Task instructions
Pull out every line below that contains the word "wooden", treating uppercase and lowercase as different.

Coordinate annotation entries
++++++++++

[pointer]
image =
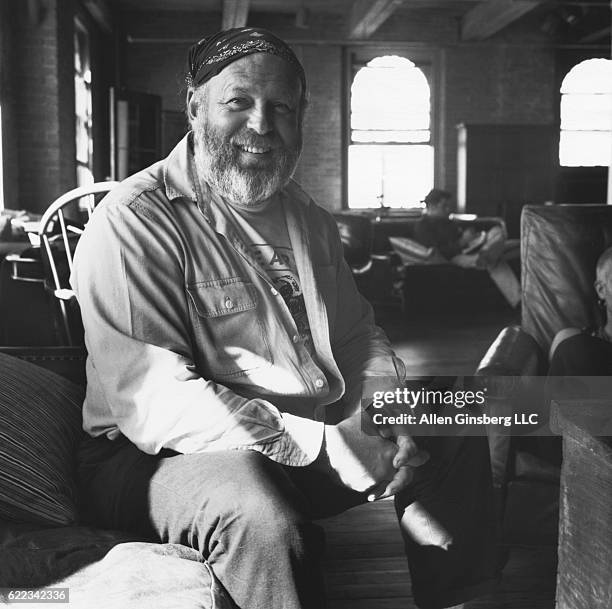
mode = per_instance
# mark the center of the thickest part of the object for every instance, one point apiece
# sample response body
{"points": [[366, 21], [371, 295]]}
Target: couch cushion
{"points": [[560, 245], [40, 427], [107, 569]]}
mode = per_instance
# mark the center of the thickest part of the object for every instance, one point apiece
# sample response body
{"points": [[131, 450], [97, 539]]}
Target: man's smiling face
{"points": [[246, 122]]}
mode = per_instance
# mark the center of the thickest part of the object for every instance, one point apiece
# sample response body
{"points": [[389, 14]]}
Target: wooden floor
{"points": [[365, 566]]}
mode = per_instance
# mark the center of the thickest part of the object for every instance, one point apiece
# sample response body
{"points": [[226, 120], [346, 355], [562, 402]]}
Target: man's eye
{"points": [[283, 108], [237, 103]]}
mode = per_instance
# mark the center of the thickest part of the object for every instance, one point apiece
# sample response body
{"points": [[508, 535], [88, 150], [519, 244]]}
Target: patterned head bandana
{"points": [[211, 55]]}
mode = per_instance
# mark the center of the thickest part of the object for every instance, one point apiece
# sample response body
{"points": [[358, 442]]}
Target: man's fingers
{"points": [[406, 449], [419, 459], [377, 491], [385, 432], [403, 477]]}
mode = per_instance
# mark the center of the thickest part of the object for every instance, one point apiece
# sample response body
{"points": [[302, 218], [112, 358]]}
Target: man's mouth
{"points": [[254, 149]]}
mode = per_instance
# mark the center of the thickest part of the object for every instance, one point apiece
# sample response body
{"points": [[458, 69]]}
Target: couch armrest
{"points": [[68, 362], [513, 353]]}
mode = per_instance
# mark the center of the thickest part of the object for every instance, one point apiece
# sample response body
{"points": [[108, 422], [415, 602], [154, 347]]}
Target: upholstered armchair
{"points": [[559, 249]]}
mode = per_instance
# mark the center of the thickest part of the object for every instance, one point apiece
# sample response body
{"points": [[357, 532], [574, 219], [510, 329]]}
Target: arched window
{"points": [[390, 160], [586, 115]]}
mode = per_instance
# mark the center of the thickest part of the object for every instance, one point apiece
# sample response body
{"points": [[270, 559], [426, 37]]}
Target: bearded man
{"points": [[228, 349]]}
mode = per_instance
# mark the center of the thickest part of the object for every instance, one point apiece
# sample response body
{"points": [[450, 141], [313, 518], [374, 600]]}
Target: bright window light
{"points": [[586, 115], [1, 166], [390, 158]]}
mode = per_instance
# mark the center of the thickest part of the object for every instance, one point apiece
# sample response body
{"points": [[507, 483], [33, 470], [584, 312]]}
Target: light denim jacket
{"points": [[191, 347]]}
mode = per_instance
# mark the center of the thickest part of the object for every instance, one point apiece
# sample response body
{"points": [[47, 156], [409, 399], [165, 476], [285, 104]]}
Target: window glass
{"points": [[586, 115], [83, 106], [391, 160]]}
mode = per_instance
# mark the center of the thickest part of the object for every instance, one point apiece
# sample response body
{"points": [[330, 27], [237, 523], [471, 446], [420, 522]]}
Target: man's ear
{"points": [[191, 104], [599, 289]]}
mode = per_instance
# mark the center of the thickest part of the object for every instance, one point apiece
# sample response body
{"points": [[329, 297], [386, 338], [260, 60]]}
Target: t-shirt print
{"points": [[279, 263]]}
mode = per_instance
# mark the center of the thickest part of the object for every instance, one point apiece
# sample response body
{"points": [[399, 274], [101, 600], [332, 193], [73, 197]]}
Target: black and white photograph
{"points": [[306, 304]]}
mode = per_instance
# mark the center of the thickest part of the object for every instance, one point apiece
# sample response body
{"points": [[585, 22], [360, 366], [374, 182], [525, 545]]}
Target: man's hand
{"points": [[361, 461], [369, 462], [407, 457]]}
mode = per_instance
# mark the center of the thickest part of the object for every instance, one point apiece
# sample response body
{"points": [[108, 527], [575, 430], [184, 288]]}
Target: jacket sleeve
{"points": [[129, 278], [361, 349]]}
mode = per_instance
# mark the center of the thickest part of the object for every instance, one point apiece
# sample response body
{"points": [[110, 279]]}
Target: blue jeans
{"points": [[252, 518]]}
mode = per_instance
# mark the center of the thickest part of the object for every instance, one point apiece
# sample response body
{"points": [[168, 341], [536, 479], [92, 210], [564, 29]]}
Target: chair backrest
{"points": [[60, 229], [560, 245]]}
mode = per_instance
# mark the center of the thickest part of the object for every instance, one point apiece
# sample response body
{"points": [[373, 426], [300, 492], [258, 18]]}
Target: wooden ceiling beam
{"points": [[235, 13], [99, 10], [368, 15], [491, 16]]}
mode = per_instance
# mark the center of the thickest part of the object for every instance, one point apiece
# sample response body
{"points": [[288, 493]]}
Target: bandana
{"points": [[211, 55]]}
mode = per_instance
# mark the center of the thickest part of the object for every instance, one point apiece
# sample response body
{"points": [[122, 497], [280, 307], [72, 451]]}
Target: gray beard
{"points": [[217, 163]]}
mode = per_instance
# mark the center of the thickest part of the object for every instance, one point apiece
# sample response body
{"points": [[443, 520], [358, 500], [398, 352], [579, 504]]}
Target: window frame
{"points": [[565, 96], [428, 61]]}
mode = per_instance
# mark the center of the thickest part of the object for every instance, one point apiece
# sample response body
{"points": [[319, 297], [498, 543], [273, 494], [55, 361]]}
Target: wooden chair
{"points": [[60, 228]]}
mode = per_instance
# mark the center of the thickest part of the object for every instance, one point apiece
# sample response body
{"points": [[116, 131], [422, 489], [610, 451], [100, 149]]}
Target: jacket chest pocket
{"points": [[229, 331]]}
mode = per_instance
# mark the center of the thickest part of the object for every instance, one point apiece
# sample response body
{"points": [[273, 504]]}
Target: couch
{"points": [[415, 284], [559, 249], [44, 541]]}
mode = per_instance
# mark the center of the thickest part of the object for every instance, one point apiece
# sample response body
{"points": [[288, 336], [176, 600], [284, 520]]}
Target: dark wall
{"points": [[37, 92]]}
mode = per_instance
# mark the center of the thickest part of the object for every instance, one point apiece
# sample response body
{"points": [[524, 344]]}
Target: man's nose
{"points": [[259, 120]]}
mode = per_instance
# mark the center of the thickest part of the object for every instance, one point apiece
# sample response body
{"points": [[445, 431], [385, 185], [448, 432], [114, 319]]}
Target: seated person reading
{"points": [[466, 248]]}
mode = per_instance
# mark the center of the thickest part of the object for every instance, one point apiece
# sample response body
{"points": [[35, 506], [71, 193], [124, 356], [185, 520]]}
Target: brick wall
{"points": [[510, 79]]}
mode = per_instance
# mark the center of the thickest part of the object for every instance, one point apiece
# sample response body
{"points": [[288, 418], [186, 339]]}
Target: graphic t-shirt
{"points": [[268, 240]]}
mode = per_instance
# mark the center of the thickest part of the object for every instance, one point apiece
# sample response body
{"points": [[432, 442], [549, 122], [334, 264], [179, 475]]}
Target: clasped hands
{"points": [[379, 461]]}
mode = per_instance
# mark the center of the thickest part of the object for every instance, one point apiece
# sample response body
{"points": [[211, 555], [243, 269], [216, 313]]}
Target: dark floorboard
{"points": [[365, 566]]}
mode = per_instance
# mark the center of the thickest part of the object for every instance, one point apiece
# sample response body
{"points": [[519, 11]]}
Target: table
{"points": [[584, 577]]}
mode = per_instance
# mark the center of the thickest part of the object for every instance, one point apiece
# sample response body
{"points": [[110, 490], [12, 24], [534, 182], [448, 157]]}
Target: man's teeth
{"points": [[254, 150]]}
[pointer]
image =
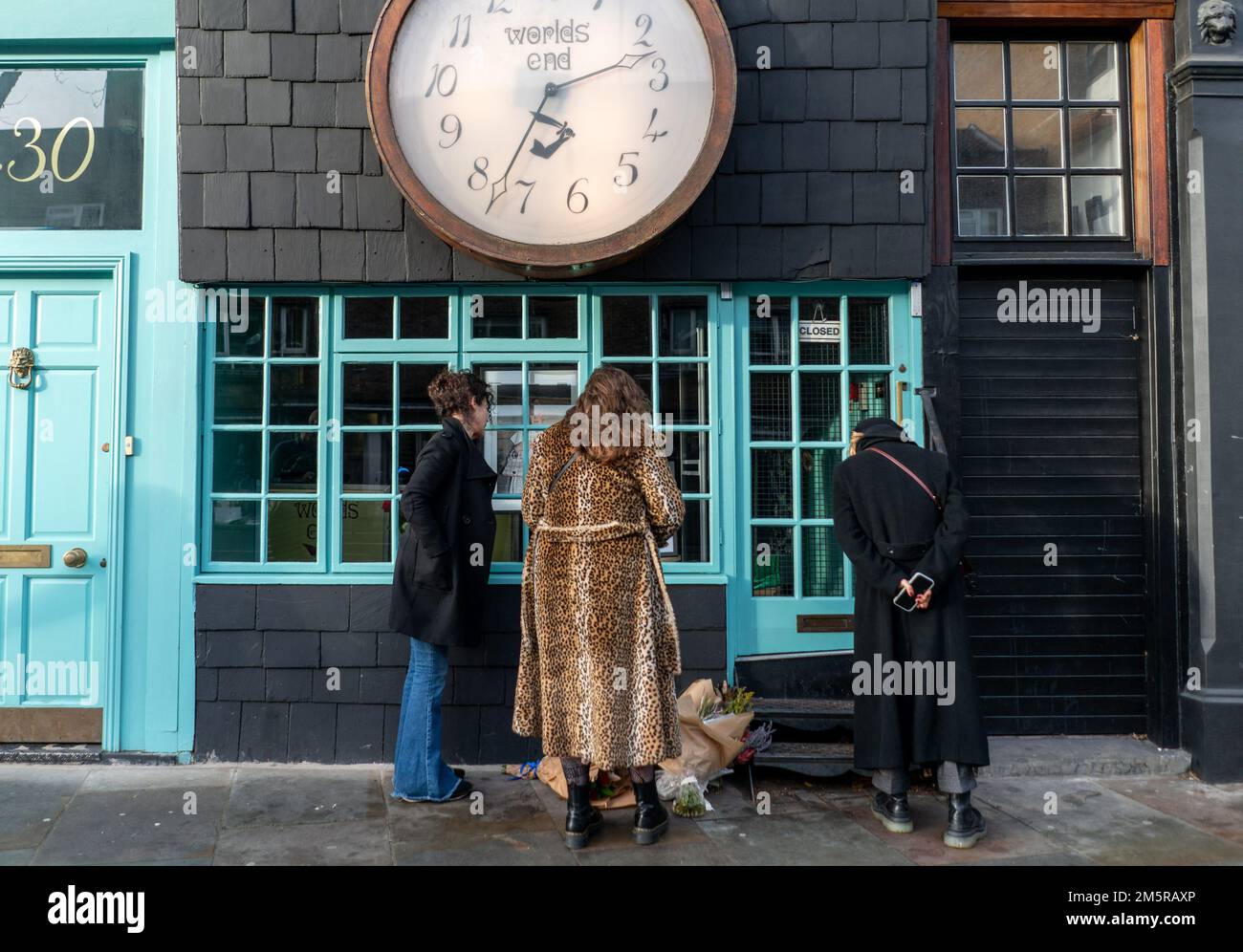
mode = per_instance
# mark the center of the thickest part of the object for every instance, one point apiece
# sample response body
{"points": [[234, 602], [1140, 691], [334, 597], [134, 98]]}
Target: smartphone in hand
{"points": [[921, 583]]}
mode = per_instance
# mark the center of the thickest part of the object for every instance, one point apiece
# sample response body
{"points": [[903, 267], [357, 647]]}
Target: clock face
{"points": [[552, 122]]}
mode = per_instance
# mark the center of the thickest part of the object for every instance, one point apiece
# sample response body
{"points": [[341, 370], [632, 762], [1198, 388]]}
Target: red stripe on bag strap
{"points": [[908, 472]]}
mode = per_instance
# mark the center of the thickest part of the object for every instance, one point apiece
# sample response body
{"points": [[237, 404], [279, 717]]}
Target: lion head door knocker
{"points": [[21, 368], [1217, 23]]}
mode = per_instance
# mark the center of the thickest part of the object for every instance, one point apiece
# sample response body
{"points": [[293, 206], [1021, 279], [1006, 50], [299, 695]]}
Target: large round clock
{"points": [[551, 137]]}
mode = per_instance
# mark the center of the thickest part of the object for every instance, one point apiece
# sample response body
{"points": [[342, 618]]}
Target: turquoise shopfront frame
{"points": [[148, 659]]}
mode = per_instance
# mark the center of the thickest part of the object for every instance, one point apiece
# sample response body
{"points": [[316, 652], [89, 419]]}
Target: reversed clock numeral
{"points": [[440, 76], [451, 125], [633, 172], [459, 23], [643, 23], [651, 131], [481, 172], [662, 79], [575, 193], [530, 186]]}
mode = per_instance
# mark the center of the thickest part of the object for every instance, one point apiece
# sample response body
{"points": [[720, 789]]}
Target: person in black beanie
{"points": [[898, 509]]}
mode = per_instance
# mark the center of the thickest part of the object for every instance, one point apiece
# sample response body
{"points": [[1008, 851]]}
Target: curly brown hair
{"points": [[612, 390], [452, 390]]}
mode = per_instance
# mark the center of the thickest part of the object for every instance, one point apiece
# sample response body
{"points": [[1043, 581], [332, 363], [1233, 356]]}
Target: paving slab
{"points": [[278, 797], [1105, 826], [135, 826], [344, 843]]}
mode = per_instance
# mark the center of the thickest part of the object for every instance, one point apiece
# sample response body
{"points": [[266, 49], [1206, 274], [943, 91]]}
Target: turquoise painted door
{"points": [[812, 360], [56, 489]]}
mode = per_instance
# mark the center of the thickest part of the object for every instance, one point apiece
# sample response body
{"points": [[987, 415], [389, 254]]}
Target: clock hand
{"points": [[626, 62], [502, 184]]}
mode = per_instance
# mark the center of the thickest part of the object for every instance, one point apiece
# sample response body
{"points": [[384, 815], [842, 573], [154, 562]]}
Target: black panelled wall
{"points": [[264, 657], [1051, 454]]}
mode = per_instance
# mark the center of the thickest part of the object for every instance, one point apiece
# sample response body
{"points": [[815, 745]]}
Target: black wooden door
{"points": [[1052, 466]]}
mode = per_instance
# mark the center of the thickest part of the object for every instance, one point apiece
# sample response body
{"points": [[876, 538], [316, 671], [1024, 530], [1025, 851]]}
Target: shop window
{"points": [[1039, 145], [265, 444], [71, 148], [309, 446]]}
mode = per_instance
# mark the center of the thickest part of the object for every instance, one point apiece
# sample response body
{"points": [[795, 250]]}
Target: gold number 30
{"points": [[56, 149]]}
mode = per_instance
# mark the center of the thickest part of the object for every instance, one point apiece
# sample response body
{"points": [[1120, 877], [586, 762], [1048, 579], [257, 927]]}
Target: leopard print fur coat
{"points": [[600, 640]]}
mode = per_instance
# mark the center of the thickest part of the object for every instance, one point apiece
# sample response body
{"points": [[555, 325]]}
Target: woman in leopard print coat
{"points": [[600, 640]]}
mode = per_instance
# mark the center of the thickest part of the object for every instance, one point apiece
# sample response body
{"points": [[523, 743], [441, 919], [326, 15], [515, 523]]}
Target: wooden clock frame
{"points": [[552, 261]]}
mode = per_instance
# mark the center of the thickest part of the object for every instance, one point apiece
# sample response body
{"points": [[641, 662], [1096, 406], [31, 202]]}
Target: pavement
{"points": [[261, 814]]}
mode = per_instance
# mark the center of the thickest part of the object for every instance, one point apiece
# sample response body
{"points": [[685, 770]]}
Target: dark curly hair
{"points": [[452, 390]]}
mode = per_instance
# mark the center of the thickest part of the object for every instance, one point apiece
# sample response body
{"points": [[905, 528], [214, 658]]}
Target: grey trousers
{"points": [[949, 778]]}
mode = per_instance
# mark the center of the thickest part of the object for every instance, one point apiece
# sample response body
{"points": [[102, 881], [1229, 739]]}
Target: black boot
{"points": [[650, 819], [582, 819], [966, 823], [894, 811]]}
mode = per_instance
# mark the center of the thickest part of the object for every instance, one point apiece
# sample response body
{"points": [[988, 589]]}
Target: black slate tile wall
{"points": [[270, 100], [262, 655]]}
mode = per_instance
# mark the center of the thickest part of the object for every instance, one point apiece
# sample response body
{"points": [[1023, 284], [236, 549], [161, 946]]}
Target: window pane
{"points": [[509, 537], [506, 383], [982, 206], [235, 337], [692, 542], [823, 567], [415, 408], [684, 393], [1097, 206], [239, 393], [626, 326], [552, 317], [977, 71], [868, 318], [817, 475], [819, 401], [234, 530], [294, 462], [502, 449], [1036, 71], [235, 462], [772, 553], [293, 530], [771, 408], [1092, 71], [294, 327], [554, 389], [294, 394], [683, 326], [368, 396], [772, 485], [493, 317], [367, 530], [368, 318], [869, 396], [1036, 138], [1039, 206], [1094, 140], [690, 462], [770, 330], [819, 310], [367, 463], [981, 137], [424, 317], [91, 141]]}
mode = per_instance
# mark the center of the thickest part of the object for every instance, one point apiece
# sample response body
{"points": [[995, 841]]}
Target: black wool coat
{"points": [[446, 553], [890, 529]]}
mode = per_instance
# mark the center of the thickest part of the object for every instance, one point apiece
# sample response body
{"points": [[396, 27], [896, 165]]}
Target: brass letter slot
{"points": [[825, 623], [25, 555]]}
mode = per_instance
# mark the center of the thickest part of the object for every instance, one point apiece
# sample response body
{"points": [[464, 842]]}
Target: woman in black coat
{"points": [[440, 579], [910, 712]]}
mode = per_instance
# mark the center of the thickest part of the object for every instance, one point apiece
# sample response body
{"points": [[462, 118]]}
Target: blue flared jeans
{"points": [[419, 772]]}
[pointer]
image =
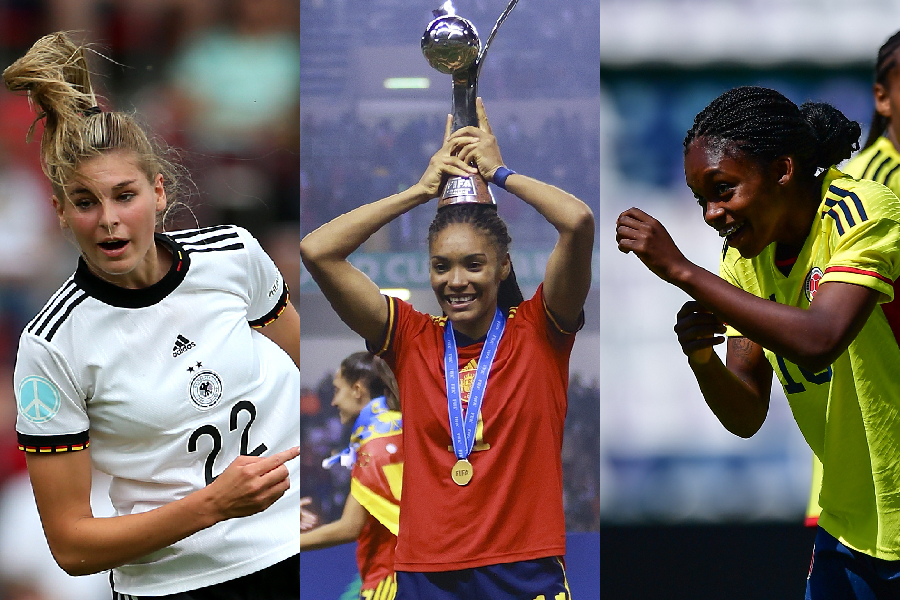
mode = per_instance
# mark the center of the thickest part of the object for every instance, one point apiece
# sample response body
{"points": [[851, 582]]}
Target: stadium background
{"points": [[280, 109]]}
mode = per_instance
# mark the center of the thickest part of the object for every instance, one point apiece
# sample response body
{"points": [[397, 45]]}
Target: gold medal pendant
{"points": [[462, 472]]}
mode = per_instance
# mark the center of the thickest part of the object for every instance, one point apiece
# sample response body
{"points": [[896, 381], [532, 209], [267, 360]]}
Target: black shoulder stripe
{"points": [[196, 232], [209, 240], [275, 312], [65, 316], [214, 249], [869, 166], [51, 444], [890, 173], [883, 164], [51, 304], [73, 298]]}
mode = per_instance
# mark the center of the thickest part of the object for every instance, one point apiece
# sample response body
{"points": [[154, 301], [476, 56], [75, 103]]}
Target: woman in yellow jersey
{"points": [[807, 278], [365, 394], [878, 160]]}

++++++++++

Written response
Target: wooden floor
Target: wooden ceiling beam
Target: wooden chair
Target: black wooden door
Target: wooden clock frame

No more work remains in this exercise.